**EXTRACTED MATERIAL:**
═══

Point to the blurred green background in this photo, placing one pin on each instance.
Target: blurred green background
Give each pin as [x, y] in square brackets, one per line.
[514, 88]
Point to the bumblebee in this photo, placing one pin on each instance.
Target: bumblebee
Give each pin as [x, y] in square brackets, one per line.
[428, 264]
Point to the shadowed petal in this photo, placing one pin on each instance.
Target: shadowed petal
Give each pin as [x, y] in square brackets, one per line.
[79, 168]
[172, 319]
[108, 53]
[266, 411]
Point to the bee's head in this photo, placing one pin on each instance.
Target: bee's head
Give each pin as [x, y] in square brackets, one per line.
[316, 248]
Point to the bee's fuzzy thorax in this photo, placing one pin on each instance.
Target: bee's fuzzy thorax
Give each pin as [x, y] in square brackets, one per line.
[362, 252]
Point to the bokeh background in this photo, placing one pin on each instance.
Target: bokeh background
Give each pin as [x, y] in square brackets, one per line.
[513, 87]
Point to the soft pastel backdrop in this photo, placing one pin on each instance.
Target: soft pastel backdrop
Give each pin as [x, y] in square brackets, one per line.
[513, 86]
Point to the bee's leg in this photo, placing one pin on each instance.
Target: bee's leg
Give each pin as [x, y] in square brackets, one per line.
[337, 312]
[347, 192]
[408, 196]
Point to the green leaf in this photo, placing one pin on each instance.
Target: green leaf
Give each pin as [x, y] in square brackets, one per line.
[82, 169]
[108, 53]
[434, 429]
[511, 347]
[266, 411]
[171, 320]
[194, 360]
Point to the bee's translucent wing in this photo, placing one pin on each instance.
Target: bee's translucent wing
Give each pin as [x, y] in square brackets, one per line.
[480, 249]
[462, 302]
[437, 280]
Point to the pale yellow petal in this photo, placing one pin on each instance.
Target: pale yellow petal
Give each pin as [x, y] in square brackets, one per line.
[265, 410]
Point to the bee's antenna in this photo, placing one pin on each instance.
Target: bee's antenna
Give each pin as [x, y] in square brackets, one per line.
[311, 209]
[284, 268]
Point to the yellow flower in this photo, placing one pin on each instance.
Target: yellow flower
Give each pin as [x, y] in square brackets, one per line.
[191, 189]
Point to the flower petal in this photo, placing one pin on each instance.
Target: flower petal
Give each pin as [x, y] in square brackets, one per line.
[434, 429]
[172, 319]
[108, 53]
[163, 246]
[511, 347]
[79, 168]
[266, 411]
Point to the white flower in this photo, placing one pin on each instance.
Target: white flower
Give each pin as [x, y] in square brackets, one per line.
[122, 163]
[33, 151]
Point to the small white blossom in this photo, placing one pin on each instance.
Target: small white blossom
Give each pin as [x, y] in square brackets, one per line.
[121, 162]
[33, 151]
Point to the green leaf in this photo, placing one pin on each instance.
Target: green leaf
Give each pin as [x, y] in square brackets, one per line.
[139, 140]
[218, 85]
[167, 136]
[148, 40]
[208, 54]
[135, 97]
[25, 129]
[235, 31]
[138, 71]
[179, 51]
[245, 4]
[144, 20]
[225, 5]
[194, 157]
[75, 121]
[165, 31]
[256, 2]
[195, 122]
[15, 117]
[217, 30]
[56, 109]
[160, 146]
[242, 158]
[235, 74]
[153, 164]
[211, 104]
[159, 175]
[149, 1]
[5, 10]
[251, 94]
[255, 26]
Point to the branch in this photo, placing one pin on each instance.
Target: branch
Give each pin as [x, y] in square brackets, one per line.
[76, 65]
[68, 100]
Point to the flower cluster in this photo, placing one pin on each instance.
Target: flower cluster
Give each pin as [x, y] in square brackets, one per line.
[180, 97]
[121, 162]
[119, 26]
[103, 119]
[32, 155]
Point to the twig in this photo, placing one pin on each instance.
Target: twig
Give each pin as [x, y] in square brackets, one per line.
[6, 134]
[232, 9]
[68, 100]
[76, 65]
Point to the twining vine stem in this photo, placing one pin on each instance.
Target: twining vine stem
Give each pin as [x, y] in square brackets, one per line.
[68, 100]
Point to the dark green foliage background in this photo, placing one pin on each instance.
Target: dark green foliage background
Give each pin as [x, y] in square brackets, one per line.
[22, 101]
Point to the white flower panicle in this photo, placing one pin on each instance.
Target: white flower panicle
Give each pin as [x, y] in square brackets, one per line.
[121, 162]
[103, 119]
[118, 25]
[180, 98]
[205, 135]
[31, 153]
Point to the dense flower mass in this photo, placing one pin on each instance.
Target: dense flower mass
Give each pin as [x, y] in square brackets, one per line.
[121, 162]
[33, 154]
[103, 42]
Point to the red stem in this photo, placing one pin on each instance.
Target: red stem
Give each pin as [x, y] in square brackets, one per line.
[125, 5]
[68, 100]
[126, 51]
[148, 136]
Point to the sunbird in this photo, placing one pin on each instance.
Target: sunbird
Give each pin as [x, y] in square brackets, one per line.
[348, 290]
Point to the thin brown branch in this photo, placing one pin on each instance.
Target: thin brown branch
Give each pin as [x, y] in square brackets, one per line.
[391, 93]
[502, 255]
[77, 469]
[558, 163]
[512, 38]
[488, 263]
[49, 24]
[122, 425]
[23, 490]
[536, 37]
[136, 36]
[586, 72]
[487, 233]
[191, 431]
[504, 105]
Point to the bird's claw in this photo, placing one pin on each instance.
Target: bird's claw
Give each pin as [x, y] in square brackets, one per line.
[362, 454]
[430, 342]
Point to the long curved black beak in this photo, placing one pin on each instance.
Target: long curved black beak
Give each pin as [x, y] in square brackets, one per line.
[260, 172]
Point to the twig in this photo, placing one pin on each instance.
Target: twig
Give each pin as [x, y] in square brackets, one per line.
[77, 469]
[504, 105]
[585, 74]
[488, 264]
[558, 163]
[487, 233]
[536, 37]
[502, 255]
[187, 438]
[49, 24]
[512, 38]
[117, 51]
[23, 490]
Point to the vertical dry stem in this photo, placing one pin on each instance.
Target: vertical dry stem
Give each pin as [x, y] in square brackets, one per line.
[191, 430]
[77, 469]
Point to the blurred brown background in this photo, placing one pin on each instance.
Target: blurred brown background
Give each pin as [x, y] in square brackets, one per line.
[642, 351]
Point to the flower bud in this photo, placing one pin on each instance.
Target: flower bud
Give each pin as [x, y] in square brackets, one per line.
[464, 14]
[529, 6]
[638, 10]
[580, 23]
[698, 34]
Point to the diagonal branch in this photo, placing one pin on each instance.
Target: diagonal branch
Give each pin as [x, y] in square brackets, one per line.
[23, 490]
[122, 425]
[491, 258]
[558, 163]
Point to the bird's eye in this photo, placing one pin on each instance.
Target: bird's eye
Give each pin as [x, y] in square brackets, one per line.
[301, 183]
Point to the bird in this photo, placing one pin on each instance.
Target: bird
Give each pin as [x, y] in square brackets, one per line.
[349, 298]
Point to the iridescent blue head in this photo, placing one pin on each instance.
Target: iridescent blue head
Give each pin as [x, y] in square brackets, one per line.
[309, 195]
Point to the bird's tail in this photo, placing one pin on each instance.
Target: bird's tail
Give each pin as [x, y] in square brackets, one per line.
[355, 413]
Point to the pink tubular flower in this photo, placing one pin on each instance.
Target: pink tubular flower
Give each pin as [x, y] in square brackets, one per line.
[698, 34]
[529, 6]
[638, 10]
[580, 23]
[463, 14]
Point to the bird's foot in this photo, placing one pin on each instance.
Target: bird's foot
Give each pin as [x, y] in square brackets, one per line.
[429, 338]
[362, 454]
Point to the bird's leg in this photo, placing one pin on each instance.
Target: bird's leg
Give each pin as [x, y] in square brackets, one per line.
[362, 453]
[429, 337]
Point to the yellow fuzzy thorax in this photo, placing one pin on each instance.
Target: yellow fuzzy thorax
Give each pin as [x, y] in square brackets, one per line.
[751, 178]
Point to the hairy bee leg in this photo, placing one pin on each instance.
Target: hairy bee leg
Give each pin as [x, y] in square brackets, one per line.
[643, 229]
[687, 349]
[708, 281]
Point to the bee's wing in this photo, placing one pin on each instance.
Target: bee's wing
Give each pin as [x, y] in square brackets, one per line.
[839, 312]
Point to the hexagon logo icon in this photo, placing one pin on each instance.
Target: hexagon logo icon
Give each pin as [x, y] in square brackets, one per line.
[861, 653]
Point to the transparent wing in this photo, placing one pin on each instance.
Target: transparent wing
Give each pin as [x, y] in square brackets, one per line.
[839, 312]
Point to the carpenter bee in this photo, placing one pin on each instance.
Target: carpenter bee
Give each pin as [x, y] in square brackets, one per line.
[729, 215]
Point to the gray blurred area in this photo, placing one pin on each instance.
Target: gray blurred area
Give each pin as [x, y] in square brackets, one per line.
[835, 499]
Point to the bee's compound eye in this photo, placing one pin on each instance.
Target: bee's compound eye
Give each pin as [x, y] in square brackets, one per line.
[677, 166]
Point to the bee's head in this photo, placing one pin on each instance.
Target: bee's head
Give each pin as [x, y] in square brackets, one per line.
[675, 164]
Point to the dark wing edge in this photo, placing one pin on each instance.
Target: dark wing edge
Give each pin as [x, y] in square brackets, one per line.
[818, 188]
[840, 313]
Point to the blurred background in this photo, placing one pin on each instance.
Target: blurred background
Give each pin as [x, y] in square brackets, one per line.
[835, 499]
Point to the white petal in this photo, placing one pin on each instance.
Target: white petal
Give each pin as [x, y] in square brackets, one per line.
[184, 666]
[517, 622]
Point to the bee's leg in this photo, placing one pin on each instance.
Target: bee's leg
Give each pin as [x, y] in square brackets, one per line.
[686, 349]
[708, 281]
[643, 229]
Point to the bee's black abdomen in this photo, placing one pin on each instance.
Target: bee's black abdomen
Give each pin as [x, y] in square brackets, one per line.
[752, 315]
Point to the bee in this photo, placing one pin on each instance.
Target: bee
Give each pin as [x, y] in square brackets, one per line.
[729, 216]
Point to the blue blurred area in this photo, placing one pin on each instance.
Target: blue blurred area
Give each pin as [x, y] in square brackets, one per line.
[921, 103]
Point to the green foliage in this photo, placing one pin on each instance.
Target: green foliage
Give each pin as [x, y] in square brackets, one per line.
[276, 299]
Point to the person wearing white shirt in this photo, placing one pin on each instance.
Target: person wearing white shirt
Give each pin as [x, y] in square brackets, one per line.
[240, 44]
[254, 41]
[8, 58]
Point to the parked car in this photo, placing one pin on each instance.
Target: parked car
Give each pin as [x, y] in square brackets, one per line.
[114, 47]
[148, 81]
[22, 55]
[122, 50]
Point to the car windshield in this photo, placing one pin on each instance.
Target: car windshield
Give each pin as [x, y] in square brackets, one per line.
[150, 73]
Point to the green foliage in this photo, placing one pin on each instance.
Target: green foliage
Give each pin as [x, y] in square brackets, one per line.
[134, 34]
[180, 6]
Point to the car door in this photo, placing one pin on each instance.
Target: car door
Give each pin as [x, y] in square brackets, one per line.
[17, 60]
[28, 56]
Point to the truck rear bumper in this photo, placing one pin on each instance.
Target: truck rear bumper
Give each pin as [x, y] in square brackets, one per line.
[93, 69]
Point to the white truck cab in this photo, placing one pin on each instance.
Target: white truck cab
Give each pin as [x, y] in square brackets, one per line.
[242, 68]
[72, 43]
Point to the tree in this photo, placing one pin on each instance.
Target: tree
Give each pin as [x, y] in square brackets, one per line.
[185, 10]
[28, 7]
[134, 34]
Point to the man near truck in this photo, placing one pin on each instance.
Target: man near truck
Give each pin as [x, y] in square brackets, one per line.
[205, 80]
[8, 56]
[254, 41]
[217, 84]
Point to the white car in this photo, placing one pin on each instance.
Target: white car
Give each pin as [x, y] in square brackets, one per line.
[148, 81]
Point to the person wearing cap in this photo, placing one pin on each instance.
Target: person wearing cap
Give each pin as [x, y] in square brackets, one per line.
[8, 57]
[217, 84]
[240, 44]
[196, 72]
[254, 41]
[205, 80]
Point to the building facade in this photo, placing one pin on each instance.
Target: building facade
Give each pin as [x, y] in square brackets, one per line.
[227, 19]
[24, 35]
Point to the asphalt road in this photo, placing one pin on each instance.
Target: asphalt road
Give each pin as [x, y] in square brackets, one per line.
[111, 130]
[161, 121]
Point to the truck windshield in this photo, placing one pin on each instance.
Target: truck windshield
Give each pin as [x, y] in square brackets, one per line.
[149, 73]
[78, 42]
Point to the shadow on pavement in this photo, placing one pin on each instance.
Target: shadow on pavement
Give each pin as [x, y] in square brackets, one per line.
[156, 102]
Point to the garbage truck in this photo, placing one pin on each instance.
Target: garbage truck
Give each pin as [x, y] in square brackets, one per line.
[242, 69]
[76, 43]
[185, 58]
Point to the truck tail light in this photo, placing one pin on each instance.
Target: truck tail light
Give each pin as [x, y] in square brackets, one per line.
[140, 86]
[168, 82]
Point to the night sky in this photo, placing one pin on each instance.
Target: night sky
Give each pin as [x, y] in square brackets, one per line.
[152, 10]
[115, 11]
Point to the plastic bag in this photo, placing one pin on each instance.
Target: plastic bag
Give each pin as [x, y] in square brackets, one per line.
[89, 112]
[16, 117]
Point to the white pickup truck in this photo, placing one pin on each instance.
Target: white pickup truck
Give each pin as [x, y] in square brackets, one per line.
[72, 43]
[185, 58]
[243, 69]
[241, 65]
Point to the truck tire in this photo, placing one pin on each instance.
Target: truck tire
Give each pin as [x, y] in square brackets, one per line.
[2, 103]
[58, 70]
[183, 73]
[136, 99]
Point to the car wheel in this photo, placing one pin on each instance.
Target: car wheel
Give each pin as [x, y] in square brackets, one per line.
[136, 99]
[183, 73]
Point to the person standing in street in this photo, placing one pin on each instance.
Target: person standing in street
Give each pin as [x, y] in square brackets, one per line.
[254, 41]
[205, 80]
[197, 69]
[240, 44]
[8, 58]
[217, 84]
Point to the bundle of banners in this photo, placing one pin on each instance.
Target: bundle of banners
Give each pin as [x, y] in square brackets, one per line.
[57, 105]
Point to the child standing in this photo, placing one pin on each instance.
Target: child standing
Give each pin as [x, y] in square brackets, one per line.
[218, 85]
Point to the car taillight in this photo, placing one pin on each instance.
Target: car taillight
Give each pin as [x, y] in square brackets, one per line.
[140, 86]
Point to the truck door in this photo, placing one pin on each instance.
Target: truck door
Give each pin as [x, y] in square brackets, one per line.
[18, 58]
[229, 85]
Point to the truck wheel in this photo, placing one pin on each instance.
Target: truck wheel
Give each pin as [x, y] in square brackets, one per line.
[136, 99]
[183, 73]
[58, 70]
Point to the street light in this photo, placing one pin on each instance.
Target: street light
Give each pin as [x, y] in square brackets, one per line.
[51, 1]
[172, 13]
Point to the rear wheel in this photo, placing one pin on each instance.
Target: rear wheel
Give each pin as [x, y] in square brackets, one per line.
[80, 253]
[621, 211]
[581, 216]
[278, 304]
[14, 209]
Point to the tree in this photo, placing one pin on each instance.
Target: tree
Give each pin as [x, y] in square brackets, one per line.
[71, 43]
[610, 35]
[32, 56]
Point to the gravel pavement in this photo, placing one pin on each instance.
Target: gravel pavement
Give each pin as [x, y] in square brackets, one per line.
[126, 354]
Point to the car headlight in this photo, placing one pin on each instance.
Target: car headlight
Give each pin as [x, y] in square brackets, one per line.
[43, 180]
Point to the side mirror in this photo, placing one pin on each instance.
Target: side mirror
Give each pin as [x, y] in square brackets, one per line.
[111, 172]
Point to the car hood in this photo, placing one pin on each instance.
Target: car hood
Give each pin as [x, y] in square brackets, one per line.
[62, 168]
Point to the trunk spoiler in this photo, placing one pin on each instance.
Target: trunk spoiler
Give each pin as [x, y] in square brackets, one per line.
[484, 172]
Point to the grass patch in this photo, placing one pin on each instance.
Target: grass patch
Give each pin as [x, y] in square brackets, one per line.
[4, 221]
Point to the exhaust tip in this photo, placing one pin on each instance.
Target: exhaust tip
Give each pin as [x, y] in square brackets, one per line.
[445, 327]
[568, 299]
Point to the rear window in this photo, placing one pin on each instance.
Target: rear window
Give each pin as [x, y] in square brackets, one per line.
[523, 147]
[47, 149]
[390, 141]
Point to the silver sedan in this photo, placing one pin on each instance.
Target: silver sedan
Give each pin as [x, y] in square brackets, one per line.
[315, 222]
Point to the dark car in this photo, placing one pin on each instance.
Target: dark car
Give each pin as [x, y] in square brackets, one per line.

═══

Only lines holding the word "pastel" belong in the answer; copy all of them from the records.

**TASK RESPONSE:**
Point to the soft pastel backdrop in this photo, placing one pin on each instance.
Target: soft pastel backdrop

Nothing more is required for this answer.